Passage to read |
*****

Remembrance Day (also known as Poppy Day or Armistice Day) is a memorial day observed in Commonwealth countries since the end of World War I to remember the members of their armed forces who have died in the line of duty. This day, or alternative dates, are also recognised as special days for war remembrances in many non-Commonwealth countries.
Remembrance Day is observed on 11th November to recall the end of hostilities of World War I on that date in 1918. Hostilities formally ended “at the 11th hour of the 11th day of the 11th month,” in accordance with the Armistice, signed by representatives of Germany and the Entente between 5:12 and 5:20 that morning (“At the 11th hour” refers to the passing of the 11th hour, or 11:00am). World War I officially ended with the signing of the Treaty of Versailles on 28 June 1919.
In many parts of the world, people observe two consecutive minutes of silence at 11am local time as a sign of respect in the first minute for the roughly 20 million people who died in the war, and in the second minute dedicated to the living left behind, generally understood to be wives, children and families who remained but were deeply affected by the conflict. This gesture of respect was suggested by Edward George Honey in a letter to a British newspaper, although Wellesley Tudor Pole had established two ceremonial periods of remembrance based on events in 1917.
The day was specifically dedicated by King George V on 7th November 1919 as a day of remembrance for members of the armed forces who were killed during World War I. The Initial or Very First Armistice Day was held at Buckingham Palace commencing with King George V hosting a “Banquet in Honour of The President of the French Republic” during the evening hours of 10th November 1919. The First Official Armistice Day was subsequently held on the Grounds of Buckingham Palace on the Morning of 11th November 1919. This would set the trend for a day of Remembrance for decades to come.

*****

Directives |
1/ Edit the Remembrance Day text by reproducing the part that opens with the words containing "The day was" and closes with "decades to come.", with "Buckingham Palace" replaced by "Windsor Castle".
2/ Return each line of the listing that contains the string "Target", treating uppercase and lowercase letters as distinct.

Source data

*****

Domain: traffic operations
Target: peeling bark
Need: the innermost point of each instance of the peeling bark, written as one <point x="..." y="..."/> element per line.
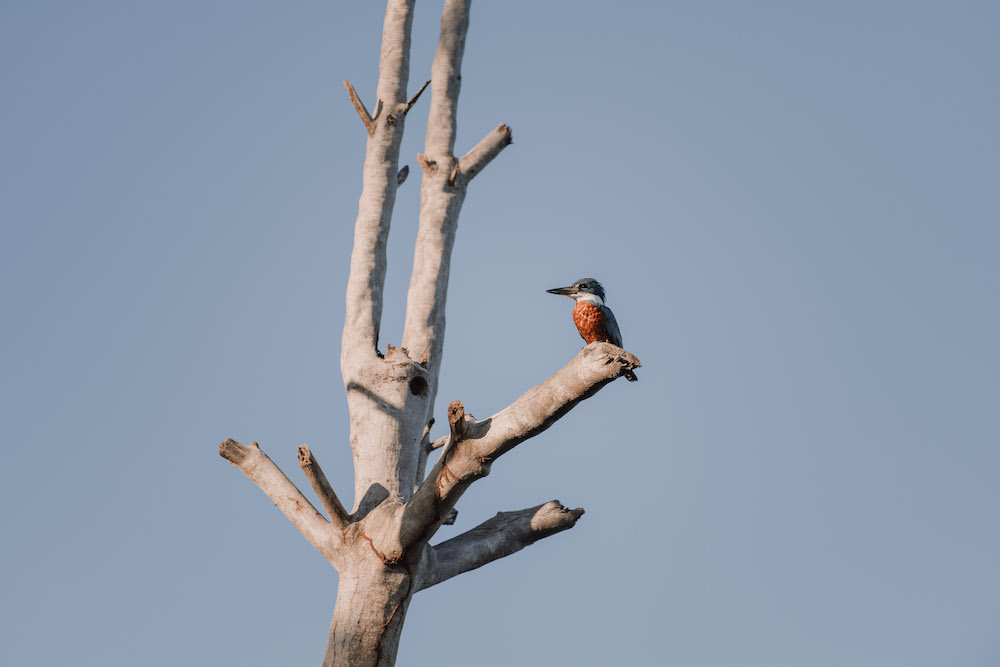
<point x="381" y="548"/>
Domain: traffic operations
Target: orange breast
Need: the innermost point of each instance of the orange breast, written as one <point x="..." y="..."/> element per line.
<point x="589" y="321"/>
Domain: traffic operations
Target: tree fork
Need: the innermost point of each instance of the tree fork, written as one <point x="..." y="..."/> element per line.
<point x="382" y="547"/>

*****

Answer list |
1/
The day was specifically dedicated by King George V on 7th November 1919 as a day of remembrance for members of the armed forces who were killed during World War I. The Initial or Very First Armistice Day was held at Windsor Castle commencing with King George V hosting a “Banquet in Honour of The President of the French Republic” during the evening hours of 10th November 1919. The First Official Armistice Day was subsequently held on the Grounds of Windsor Castle on the Morning of 11th November 1919. This would set the trend for a day of Remembrance for decades to come.

2/
Target: peeling bark
Target: orange breast
Target: tree fork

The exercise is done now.